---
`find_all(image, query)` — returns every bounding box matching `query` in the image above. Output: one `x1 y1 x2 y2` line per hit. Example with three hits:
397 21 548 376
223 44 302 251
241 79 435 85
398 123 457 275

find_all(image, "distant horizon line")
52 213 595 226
#####
■ INSTRUCTIONS TO FOLLOW
Transcribe the full set of records without altering a single character.

■ SOLUTION BELOW
---
`find_all(image, query)` — returns every bounding box matching `query` in the image above. Output: one `x1 y1 x2 y2` line per hit. Example with three hits:
397 21 548 376
223 44 302 251
241 79 435 85
398 123 457 275

find_all(image, "distant horizon line")
52 213 595 226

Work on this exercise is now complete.